Directions:
Locate each line in the records below that contains the word "deck" and copy every such line.

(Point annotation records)

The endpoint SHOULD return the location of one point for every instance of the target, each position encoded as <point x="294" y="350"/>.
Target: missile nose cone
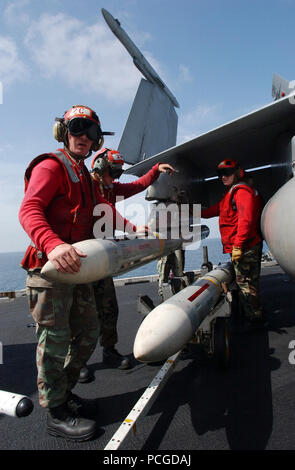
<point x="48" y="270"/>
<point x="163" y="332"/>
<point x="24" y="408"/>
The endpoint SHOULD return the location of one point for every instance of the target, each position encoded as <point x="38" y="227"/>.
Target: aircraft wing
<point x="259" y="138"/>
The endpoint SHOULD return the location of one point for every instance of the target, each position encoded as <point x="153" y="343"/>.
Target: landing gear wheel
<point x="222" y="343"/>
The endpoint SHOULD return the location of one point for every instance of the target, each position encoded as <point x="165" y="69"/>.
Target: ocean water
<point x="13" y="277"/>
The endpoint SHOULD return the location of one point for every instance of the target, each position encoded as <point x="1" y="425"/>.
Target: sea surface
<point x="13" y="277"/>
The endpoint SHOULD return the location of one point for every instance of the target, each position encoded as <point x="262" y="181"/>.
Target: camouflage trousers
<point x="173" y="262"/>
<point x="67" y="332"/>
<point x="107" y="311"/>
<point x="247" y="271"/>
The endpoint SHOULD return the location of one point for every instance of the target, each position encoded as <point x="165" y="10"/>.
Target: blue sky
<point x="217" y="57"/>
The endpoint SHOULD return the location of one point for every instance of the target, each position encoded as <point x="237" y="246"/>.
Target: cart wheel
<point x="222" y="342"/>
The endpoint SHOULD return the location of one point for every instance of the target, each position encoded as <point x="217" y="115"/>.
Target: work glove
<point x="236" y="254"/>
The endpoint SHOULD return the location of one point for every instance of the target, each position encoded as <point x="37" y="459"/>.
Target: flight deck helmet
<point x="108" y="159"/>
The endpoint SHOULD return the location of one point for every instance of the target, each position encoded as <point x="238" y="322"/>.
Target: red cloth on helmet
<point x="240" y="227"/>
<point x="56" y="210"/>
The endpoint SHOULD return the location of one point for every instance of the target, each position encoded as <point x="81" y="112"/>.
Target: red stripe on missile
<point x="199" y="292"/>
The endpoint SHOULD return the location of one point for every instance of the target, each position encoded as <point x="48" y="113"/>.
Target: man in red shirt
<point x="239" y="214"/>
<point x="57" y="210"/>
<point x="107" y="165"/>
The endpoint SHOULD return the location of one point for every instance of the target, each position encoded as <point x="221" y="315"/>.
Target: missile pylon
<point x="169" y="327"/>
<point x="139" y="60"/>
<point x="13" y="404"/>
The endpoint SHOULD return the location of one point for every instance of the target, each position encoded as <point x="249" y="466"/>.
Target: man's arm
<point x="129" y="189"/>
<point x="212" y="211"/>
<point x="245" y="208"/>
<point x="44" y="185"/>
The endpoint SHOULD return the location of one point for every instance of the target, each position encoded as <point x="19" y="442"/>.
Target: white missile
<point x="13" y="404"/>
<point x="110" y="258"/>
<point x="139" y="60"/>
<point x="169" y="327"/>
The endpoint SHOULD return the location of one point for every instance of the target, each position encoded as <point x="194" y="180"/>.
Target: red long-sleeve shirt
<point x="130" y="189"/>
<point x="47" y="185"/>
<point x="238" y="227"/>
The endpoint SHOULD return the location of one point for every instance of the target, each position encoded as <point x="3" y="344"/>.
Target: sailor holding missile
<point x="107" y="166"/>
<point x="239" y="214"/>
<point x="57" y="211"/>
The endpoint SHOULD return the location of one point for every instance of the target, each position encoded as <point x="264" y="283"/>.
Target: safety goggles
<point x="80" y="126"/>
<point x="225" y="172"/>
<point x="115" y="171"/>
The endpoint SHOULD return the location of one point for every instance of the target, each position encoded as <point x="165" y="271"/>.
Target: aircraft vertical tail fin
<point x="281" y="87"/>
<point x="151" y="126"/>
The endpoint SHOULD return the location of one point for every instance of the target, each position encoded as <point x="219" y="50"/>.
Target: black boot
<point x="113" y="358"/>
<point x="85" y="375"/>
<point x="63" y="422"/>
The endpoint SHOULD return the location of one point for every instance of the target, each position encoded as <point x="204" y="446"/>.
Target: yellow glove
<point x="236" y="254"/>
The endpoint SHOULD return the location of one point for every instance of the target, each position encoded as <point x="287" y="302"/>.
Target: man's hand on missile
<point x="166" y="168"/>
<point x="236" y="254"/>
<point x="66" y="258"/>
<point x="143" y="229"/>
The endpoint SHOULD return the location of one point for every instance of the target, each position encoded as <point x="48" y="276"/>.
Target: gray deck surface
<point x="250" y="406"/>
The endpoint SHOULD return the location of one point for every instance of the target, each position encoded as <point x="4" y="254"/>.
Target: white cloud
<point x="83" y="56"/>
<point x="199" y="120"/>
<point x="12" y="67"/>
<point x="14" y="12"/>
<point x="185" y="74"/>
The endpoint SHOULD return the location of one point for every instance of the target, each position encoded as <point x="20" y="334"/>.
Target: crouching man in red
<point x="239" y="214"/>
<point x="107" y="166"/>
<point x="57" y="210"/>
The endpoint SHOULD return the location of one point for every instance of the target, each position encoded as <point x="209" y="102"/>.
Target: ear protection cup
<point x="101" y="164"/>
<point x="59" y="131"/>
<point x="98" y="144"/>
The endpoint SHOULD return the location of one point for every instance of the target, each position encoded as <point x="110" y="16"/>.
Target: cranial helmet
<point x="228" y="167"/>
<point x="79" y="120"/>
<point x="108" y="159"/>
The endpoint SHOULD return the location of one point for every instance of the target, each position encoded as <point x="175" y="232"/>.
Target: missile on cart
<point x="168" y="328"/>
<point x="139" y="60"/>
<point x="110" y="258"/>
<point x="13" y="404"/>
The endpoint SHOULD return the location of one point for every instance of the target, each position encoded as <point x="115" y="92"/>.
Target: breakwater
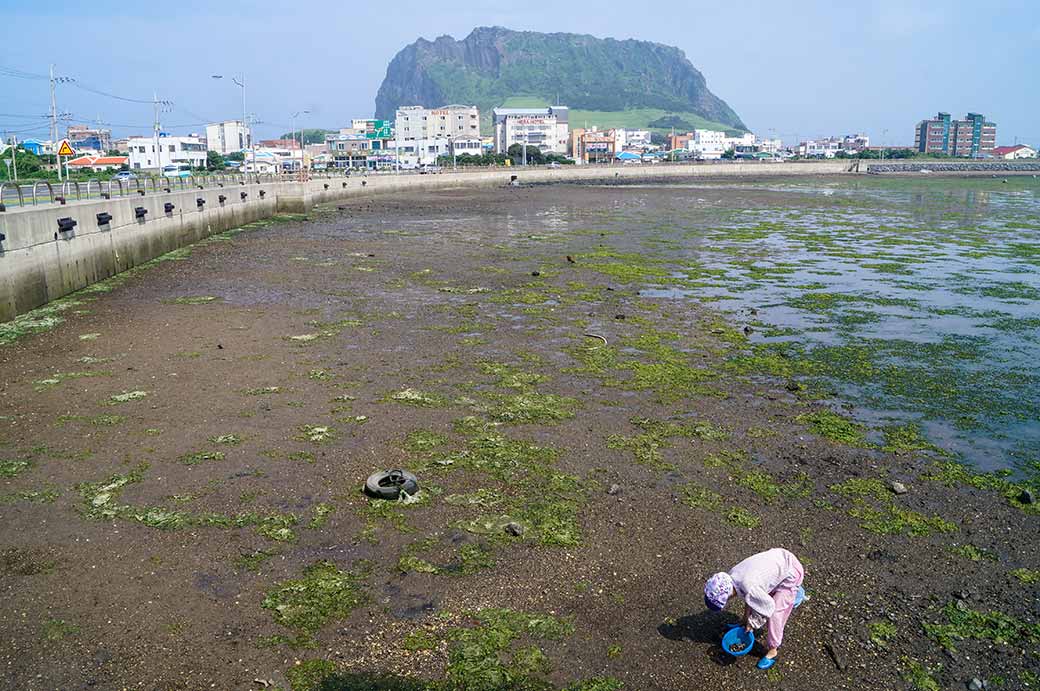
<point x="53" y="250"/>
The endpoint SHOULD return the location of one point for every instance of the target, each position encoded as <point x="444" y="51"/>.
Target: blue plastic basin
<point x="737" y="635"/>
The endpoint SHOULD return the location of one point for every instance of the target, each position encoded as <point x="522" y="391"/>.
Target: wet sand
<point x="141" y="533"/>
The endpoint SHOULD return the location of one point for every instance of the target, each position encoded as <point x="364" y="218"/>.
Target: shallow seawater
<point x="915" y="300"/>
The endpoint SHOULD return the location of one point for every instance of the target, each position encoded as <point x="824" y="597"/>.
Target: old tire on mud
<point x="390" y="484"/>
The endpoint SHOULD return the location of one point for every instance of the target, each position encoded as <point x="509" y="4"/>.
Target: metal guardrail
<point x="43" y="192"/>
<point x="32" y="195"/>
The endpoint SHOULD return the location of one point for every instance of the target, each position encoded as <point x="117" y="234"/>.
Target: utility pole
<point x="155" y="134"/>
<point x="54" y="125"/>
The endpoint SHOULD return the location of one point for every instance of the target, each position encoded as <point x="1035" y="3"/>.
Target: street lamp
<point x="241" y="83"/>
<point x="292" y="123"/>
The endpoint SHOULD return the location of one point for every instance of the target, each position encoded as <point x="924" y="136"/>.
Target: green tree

--

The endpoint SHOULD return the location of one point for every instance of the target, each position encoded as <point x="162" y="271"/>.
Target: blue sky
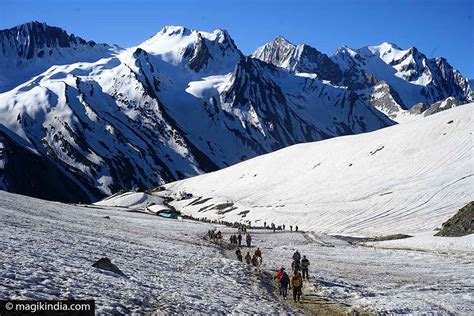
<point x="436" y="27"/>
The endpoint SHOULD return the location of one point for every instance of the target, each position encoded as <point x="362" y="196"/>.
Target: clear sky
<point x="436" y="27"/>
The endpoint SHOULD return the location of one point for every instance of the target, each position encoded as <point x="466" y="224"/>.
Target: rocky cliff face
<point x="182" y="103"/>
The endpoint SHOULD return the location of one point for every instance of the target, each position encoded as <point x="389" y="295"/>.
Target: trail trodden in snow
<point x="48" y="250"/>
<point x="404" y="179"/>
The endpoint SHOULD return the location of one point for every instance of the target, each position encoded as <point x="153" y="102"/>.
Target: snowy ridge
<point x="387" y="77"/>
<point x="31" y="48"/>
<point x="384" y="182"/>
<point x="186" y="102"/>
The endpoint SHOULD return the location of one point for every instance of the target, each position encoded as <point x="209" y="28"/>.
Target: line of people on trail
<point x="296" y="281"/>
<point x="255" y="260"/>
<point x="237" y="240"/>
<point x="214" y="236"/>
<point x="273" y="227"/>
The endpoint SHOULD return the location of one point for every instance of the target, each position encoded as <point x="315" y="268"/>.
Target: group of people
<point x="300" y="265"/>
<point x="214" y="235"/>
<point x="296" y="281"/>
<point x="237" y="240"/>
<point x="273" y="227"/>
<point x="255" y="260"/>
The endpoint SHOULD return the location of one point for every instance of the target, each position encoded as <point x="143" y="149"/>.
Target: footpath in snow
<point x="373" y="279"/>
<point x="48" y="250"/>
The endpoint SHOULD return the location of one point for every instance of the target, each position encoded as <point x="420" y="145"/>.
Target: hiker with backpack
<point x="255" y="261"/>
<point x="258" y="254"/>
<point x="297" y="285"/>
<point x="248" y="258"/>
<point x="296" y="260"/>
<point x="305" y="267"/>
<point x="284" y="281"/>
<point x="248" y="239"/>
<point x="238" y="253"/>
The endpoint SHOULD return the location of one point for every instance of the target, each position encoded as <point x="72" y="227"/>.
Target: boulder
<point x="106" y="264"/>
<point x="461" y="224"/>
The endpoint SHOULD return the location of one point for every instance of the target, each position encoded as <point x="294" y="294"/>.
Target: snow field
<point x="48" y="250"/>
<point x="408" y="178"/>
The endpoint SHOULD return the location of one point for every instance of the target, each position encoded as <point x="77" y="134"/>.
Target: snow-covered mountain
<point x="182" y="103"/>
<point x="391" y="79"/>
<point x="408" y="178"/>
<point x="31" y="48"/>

Complete answer:
Target: flight deck helmet
Target: gray deck surface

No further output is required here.